→ **Work task**:
Beginning with the line below that contains "Place a point on the sandy" and ending with the line that contains "Place a point on the black", copy every line exactly. Copy nothing else.

→ **Entries provided**:
______
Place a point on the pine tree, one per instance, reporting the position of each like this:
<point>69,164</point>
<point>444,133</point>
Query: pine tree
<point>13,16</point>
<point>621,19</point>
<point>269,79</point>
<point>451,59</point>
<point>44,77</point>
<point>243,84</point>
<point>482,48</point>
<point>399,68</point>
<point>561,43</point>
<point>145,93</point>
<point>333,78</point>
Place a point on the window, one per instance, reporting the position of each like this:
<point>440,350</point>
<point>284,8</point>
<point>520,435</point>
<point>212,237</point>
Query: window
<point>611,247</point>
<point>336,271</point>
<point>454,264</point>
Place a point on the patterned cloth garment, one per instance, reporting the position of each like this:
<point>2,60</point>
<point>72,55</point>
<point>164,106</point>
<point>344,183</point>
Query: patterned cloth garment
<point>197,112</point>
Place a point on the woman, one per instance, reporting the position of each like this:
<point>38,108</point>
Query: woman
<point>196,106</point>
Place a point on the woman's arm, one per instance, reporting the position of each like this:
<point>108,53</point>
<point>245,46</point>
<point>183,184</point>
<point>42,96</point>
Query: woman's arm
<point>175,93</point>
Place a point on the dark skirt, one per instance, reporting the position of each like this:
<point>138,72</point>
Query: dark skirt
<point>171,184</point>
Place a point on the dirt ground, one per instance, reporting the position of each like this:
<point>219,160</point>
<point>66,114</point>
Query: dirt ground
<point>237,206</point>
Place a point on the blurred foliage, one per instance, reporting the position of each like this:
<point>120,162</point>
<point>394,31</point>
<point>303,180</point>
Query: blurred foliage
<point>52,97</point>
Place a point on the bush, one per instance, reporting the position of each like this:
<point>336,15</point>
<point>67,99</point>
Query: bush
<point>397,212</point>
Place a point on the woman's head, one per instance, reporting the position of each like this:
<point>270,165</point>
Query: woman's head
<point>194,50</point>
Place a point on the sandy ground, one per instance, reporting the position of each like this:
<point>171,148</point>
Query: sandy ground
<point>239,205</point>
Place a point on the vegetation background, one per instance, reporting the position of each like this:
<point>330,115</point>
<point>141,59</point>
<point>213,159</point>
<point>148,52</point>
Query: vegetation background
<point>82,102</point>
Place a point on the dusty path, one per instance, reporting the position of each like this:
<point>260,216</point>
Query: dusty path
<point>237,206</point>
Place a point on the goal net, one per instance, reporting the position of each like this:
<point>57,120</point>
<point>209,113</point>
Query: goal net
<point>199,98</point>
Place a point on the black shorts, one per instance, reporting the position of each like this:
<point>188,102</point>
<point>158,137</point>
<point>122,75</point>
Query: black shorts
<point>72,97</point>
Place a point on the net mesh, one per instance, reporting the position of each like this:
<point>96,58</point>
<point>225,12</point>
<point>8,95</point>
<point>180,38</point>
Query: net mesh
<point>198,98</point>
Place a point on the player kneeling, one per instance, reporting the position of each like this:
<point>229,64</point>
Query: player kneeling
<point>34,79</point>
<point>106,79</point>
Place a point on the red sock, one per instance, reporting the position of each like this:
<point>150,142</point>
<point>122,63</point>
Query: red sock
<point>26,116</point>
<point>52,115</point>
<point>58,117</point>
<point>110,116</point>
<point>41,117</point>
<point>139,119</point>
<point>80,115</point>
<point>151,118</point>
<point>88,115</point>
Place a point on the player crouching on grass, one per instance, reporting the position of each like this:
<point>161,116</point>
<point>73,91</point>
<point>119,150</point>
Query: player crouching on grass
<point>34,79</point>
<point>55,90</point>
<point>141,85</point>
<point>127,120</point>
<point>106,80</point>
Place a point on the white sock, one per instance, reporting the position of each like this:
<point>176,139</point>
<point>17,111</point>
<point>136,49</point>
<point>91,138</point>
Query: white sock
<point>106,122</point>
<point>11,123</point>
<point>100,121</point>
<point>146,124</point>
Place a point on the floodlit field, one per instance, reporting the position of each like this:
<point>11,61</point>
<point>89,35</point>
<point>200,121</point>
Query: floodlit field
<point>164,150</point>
______
→ **Answer for the task**:
Place a point on the sandy ground, one per instance, reporting the position of each like this:
<point>171,148</point>
Query: sandy ground
<point>239,205</point>
Place a point on the vegetation background, one per instance, reporting the position of each like this:
<point>330,115</point>
<point>141,59</point>
<point>213,159</point>
<point>148,52</point>
Query: vegetation background
<point>82,102</point>
Place a point on the dusty path, one per instance, reporting the position of each like this:
<point>260,216</point>
Query: dusty path
<point>237,206</point>
Place a point on the goal net, one per instance, reporting the position of each like this:
<point>57,120</point>
<point>209,113</point>
Query: goal net
<point>199,98</point>
Place a point on the black shorts, one per instance, reporting the position of each like this:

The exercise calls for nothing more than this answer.